* _Extrait du texte_
* * * * * * *

Et la meilleure preuve que choisissent ces prophètes de malheur, c’est la désaffection de nos églises. C’est vrai ! Une réelle question pour nos églises occidentales, qu’avons-nous mal fait pour que l’énorme majorité de nos contemporains dans nos villes et nos villages n’aiment pas se rendre à ce ressourcement spirituel que le culte devrait être ? Nos néo-prédicateurs, eux, disent faire salle comble, un beau succès et pourtant, si l'on y regarde de plus près, depuis les dizaines d’années que nos vrais chrétiens prêchent dans nos régions, malgré leur salle comble , ce n’est tout de même qu’une infime partie de la population qui est touchée. La preuve : ils affirment eux-mêmes sans cesse que les choses sont toujours pire !
Et moi je dirais même qu’ils devraient aller jusqu'à se poser sérieusement la question de savoir si leurs manières de faire n’ont pas fait fuir plus qu’elles n’ont rassemblé. Très présents dans les médias comme leurs Big Brothers américains le leur ont appris. Ils ont même créé un parti politique évangélique, ce qui est une aberration pour des églises qui devraient pourtant bien savoir ce qui est à César et ce qui est à Dieu et ils donnent ainsi à tout notre pays une image simpliste et caricaturale de ce qu’est la foi chrétienne. Pas de quoi en tous les cas attirer la majeure partie d’une population qui sait réfléchir et qui n’est pas prête à croire n’importe quoi.

* * * * * * *

* _Travail à faire_
• 1. D'après l'extrait, pourquoi la création d'un parti politique évangélique constitue-t-elle une aberration ? Répondez en une à trois phrases.
• 2. Selon l'extrait, de qui les néo-prédicateurs ont-ils appris à être très présents dans les médias ?
• 3. Mettez à jour le passage de l'extrait qui s'ouvre sur les mots « Et moi je dirais » et se clôt sur « croire n’importe quoi. », en remplaçant « parti politique » par « mouvement politique ».

* _Documents fournis_

* * * * * * *

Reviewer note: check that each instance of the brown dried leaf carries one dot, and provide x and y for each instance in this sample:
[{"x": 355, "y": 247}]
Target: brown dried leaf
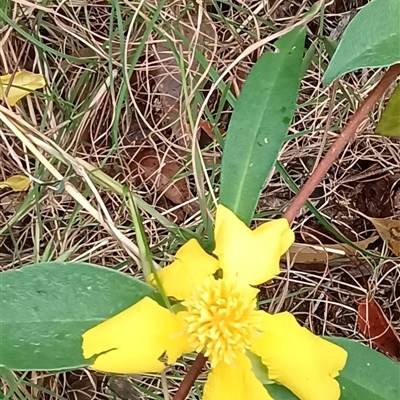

* * * * * * *

* _Résultats_
• 1. C'est une aberration parce que ces églises devraient pourtant bien savoir ce qui est à César et ce qui est à Dieu.

• 2. De leurs Big Brothers américains.

• 3.
Et moi je dirais même qu’ils devraient aller jusqu'à se poser sérieusement la question de savoir si leurs manières de faire n’ont pas fait fuir plus qu’elles n’ont rassemblé. Très présents dans les médias comme leurs Big Brothers américains le leur ont appris. Ils ont même créé un mouvement politique évangélique, ce qui est une aberration pour des églises qui devraient pourtant bien savoir ce qui est à César et ce qui est à Dieu et ils donnent ainsi à tout notre pays une image simpliste et caricaturale de ce qu’est la foi chrétienne. Pas de quoi en tous les cas attirer la majeure partie d’une population qui sait réfléchir et qui n’est pas prête à croire n’importe quoi.